## WORK TO COMPLETE
Please give the listing again in its entirety, exactly as written.

·····

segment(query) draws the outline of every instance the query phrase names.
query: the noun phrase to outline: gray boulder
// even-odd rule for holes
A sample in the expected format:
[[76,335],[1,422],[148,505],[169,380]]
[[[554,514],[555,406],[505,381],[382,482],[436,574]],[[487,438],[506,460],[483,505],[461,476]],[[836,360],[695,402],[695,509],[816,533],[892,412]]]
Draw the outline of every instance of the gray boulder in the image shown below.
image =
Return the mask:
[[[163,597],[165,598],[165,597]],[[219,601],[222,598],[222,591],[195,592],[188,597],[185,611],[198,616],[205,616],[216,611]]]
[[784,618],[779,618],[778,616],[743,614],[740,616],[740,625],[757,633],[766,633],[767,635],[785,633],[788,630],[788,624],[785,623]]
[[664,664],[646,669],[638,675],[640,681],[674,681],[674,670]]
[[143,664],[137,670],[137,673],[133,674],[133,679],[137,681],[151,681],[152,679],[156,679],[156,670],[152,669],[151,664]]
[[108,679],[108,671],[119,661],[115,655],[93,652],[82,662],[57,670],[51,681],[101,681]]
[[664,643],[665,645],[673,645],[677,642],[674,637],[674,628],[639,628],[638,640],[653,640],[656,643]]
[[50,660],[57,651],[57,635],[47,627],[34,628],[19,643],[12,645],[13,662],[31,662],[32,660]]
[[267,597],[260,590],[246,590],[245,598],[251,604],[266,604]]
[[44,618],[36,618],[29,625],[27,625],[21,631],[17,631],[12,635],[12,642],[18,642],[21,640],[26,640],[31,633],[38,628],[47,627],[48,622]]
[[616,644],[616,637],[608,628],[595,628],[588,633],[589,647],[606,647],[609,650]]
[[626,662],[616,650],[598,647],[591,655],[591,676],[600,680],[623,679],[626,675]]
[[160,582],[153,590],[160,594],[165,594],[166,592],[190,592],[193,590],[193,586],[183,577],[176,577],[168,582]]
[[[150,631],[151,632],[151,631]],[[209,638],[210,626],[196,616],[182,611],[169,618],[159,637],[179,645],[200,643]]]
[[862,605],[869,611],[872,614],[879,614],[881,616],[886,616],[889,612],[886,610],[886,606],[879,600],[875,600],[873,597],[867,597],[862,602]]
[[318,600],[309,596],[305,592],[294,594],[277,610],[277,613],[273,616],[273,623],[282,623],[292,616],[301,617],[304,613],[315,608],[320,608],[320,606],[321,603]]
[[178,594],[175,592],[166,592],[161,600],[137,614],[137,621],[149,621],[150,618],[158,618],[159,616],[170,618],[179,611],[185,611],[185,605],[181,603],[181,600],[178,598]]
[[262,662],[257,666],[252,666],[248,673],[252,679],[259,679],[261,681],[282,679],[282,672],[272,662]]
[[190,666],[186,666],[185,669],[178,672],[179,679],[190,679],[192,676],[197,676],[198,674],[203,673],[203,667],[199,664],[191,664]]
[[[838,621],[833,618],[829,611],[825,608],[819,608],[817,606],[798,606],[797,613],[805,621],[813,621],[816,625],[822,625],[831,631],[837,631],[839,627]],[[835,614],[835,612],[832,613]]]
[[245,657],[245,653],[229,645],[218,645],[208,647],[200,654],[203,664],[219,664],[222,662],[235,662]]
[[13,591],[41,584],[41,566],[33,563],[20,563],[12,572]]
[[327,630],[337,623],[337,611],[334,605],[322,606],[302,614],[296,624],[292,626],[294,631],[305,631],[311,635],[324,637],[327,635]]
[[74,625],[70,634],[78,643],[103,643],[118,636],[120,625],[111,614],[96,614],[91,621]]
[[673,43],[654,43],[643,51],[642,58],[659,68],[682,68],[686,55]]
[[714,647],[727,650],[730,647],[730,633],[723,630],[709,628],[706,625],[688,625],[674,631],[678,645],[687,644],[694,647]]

·····

## OUTPUT
segment(query) draws the outline of every instance the query phrase names.
query: the noun phrase to outline: gray boulder
// even-odd rule for holes
A sample in the expected format:
[[76,335],[1,422],[148,505],[169,380]]
[[[554,514],[555,406],[505,381],[382,482],[436,574]],[[487,438],[506,460],[483,505],[461,476]],[[836,360],[695,402],[695,509],[816,533],[892,412]]]
Draw the outline of every instance of the gray boulder in the image shown below.
image =
Return the mask:
[[[163,597],[165,598],[165,597]],[[219,601],[222,598],[222,591],[195,592],[188,597],[185,611],[198,616],[205,616],[216,611]]]
[[784,618],[779,618],[778,616],[743,614],[740,616],[740,625],[757,633],[766,633],[767,635],[785,633],[788,630],[788,624],[785,623]]
[[664,664],[646,669],[638,675],[640,681],[674,681],[674,670]]
[[143,664],[137,670],[137,673],[133,674],[133,679],[137,681],[151,681],[152,679],[156,679],[156,670],[152,669],[151,664]]
[[108,679],[108,671],[119,661],[115,655],[93,652],[82,662],[57,670],[51,681],[101,681]]
[[664,643],[665,645],[673,645],[677,642],[674,637],[674,628],[639,628],[638,640],[653,640],[656,643]]
[[50,660],[57,651],[57,635],[47,627],[34,628],[19,643],[12,645],[13,662],[31,662],[32,660]]
[[267,597],[260,590],[246,590],[245,598],[251,604],[266,604]]
[[44,618],[36,618],[29,625],[27,625],[21,631],[17,631],[12,635],[12,642],[18,642],[21,640],[26,640],[31,633],[38,628],[47,627],[48,622]]
[[616,644],[616,637],[608,628],[595,628],[588,633],[589,647],[606,647],[609,650]]
[[626,662],[616,650],[598,647],[591,655],[591,676],[600,680],[623,679],[626,675]]
[[160,582],[153,590],[160,594],[165,594],[166,592],[190,592],[193,590],[193,586],[183,577],[176,577],[168,582]]
[[[150,631],[151,632],[151,631]],[[209,638],[210,626],[196,616],[182,611],[169,618],[159,637],[179,645],[200,643]]]
[[862,605],[869,611],[872,614],[879,614],[881,616],[886,616],[889,612],[886,610],[886,606],[879,600],[875,600],[873,597],[867,597],[862,602]]
[[318,600],[309,596],[305,592],[294,594],[277,610],[277,613],[273,616],[273,623],[282,623],[292,616],[301,617],[304,613],[315,608],[320,608],[320,606],[321,603]]
[[178,594],[175,592],[166,592],[161,600],[137,614],[137,621],[149,621],[150,618],[158,618],[159,616],[170,618],[179,611],[185,611],[185,605],[181,603],[181,600],[178,598]]
[[262,662],[257,666],[252,666],[248,673],[252,679],[259,679],[261,681],[282,679],[282,672],[272,662]]
[[190,666],[186,666],[185,669],[178,672],[179,679],[190,679],[192,676],[197,676],[198,674],[203,673],[203,667],[199,664],[191,664]]
[[[838,621],[833,618],[829,611],[825,608],[819,608],[817,606],[798,606],[797,613],[805,621],[813,621],[816,625],[822,625],[831,631],[837,631],[839,627]],[[835,614],[835,612],[832,613]]]
[[245,657],[245,653],[229,645],[218,645],[208,647],[200,654],[203,664],[219,664],[222,662],[235,662]]
[[13,591],[41,584],[41,566],[33,563],[20,563],[12,572]]
[[327,630],[337,623],[337,611],[334,605],[322,606],[302,614],[296,624],[292,626],[294,631],[305,631],[311,635],[324,637],[327,635]]
[[74,625],[70,634],[78,643],[103,643],[118,636],[120,625],[111,614],[96,614],[91,621]]
[[673,43],[654,43],[643,51],[642,58],[659,68],[682,68],[686,55]]
[[714,647],[727,650],[730,647],[730,633],[723,630],[709,628],[706,625],[688,625],[674,631],[678,645],[687,644],[694,647]]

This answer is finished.